Dataset records
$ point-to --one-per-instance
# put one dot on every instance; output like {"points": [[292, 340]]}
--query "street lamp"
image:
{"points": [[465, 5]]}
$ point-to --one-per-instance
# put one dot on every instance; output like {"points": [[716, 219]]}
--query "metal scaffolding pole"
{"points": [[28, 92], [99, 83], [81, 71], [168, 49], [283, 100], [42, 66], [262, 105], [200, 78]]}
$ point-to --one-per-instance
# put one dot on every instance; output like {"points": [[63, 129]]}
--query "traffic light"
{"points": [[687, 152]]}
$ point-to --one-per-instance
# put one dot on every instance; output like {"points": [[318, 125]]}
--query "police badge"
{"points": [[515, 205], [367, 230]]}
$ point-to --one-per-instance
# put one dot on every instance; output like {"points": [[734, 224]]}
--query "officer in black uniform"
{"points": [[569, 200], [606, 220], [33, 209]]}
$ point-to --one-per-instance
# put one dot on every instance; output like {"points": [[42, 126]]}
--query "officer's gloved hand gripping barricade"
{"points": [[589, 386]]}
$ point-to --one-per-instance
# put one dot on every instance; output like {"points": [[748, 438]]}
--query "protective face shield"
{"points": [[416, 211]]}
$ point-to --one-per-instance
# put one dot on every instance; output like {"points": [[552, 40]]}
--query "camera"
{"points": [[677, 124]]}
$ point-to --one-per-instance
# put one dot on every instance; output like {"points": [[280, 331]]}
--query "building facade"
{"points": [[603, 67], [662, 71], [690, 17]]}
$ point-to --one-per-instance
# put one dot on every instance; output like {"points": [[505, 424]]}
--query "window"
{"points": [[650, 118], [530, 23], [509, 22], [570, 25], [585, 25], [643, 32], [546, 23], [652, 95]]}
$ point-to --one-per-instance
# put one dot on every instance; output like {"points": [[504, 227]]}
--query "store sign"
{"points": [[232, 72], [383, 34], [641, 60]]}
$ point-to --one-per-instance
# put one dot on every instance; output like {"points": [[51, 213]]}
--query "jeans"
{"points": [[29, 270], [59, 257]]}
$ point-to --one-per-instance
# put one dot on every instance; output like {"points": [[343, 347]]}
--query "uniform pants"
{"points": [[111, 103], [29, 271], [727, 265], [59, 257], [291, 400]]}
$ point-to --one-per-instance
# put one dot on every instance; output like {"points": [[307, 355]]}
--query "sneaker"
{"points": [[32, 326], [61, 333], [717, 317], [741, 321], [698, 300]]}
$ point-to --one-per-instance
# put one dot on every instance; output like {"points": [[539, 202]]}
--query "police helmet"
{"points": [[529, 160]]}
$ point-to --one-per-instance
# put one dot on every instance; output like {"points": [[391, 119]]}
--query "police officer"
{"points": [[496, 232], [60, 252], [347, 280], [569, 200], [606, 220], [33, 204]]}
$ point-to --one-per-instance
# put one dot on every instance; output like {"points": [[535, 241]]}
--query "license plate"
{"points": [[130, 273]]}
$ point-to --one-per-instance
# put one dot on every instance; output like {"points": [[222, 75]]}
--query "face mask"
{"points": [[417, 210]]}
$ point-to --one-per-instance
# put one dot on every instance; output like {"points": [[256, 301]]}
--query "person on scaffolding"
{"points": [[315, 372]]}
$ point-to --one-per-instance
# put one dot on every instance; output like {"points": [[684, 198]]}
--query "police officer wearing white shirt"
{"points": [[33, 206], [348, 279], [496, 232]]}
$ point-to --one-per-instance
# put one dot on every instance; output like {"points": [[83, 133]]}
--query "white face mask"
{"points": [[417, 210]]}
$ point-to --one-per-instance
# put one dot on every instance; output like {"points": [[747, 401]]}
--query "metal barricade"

> [Goal]: Extract every line of the listing that contains the string "face".

> [Problem solution]:
--query "protective face shield"
--query "face mask"
--query "white face mask"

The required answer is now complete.